- TASK LIST:
(A) Rewrite everything in the hotel seasonality write-up from "city_monthly <- hotel_agg_city" down to "decompose()", changing "city_monthly" to "city_month_demand".
(B) Carry on the hotel seasonality write-up from the point where it stops.

The customer behaviour is quite the same, with strong positive seasonality happened during Wednesday and negative seasonality during Sunday. It is natural that the number of arrival is dropping during Sunday, since people will go back to their and home do the ordinary activities on Monday. Another reason is perhaps because Monday is the day that most of the monuments/museusms etc are closed in Portugal so if people checked in on Sunday evening the don’t have much to visit during the next day. The peak seasonality in Wednesday may signal that people want to spent more time for the upcoming weekend or people just want to avoid the crowd during weekend.

Monthly Seasonality

We will also check the monthly seasonality and see at what month does it reach its highest and lowest point. The first one is the city hotel.

city_monthly <- hotel_agg_city %>% 
  filter(market_segment == "Online TA") %>% 
  mutate(date = floor_date(arrival_date, "month")) %>% 
  group_by(date) %>% 
  summarise(demand = sum(demand)) %>% 
  ungroup() 

monthly_ts <- ts(city_monthly,frequency = 12) %>% 
  decompose()

monthly_ts$seasonal %>% 
  matrix(ncol = 12, byrow = T) %>%
  t() %>% 
  as.data.frame() %>% 
  select(V1) %>% 
  mutate(month = month(head(city_monthly$date, 12), label = T)) %>% 
  ggplot(aes(month, V1, fill = V1)) +
  geom_col(show.legend = F) +
  geom_hline(yintercept = 0 ) +
  labs(x = NULL, y = "seasonality", title = "Monthly Seasonality of City Hotel, Online TA Segment ") +
  scale_fill_gradient2(low = "firebrick4", mid = "skyblue", high = "dodgerblue4") +
  theme_pander()

The next one is the online TA segment in Resort Hotel. The seasonality reach its highest point during October and same with the city hotel, it reach the lowest point on March.

- RECORDS PROVIDED:

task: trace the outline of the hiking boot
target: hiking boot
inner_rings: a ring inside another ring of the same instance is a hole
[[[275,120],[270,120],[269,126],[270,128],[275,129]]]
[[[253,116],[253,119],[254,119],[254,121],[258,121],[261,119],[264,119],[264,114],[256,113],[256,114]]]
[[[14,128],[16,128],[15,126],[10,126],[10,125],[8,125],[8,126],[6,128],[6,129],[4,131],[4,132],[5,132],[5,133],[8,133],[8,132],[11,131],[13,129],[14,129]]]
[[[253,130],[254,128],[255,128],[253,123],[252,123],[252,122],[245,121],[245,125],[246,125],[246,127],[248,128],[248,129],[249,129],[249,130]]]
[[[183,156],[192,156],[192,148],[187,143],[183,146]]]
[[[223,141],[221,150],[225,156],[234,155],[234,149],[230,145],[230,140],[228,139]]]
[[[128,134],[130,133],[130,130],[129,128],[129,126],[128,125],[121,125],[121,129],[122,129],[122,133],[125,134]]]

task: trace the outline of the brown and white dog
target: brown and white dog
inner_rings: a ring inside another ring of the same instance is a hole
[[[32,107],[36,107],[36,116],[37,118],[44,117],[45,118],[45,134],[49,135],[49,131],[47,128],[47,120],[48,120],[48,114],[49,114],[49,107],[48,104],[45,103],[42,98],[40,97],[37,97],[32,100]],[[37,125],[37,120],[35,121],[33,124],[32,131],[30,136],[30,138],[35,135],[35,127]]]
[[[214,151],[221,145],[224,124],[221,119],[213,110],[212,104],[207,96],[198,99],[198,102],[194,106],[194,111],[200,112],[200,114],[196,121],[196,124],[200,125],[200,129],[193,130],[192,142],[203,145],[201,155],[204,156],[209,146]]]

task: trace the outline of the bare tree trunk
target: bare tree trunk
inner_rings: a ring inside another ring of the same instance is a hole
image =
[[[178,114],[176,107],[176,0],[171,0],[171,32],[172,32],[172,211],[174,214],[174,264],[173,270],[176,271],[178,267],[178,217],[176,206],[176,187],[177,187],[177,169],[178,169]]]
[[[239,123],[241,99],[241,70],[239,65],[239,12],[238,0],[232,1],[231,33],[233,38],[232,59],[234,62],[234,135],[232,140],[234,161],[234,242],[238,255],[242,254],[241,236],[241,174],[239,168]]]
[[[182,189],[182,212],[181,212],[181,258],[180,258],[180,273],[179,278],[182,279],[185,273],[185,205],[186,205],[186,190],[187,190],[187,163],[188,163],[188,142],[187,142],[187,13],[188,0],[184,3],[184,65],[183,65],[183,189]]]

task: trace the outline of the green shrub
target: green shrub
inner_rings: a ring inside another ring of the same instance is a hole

- RESPONSES IN ORDER:
(A)
city_month_demand <- hotel_agg_city %>% 
  filter(market_segment == "Online TA") %>% 
  mutate(date = floor_date(arrival_date, "month")) %>% 
  group_by(date) %>% 
  summarise(demand = sum(demand)) %>% 
  ungroup() 

monthly_ts <- ts(city_month_demand,frequency = 12) %>% 
  decompose()

(B)
resort_monthly <- hotel_agg_resort %>% 
  filter(market_segment == "Online TA") %>% 
  mutate(date = floor_date(arrival_date, "month")) %>% 
  group_by(date) %>% 
  summarise(demand = sum(demand)) %>% 
  ungroup() 

monthly_ts <- ts(resort_monthly,frequency = 12) %>% 
  decompose()

monthly_ts$seasonal %>% 
  matrix(ncol = 12, byrow = T) %>%
  t() %>% 
  as.data.frame() %>% 
  select(V1) %>% 
  mutate(month = month(head(resort_monthly$date, 12), label = T)) %>% 
  ggplot(aes(month, V1, fill = V1)) +
  geom_col(show.legend = F) +
  geom_hline(yintercept = 0 ) +
  labs(x = NULL, y = "seasonality", title = "Monthly Seasonality of resort Hotel, Online TA Segment ") +
  scale_fill_gradient2(low = "firebrick4", mid = "skyblue", high = "dodgerblue4") +
  theme_pander()

Based on both graphs, the high and positive seasonality happens around May-June and September-October. The highest negative seasonality happens in March. Both Lisbon and Algarve are located in Portugal. According to Audley Travels , the best time to visit Portugal is in spring (March-May), when the country is in bloom and waking after the winter. You could also go in fall (between September and October) when the sun is still shining, the weather is warm, and many of the crowds have dispersed. However, the negative seasonality in March and April perhaps tell us that the weather is still too cold to travel around and people love to spend more time to go for vacation during September and October. The summer holiday of school, which is span from late June to early September, have a good influence toward the city hotel seasonality.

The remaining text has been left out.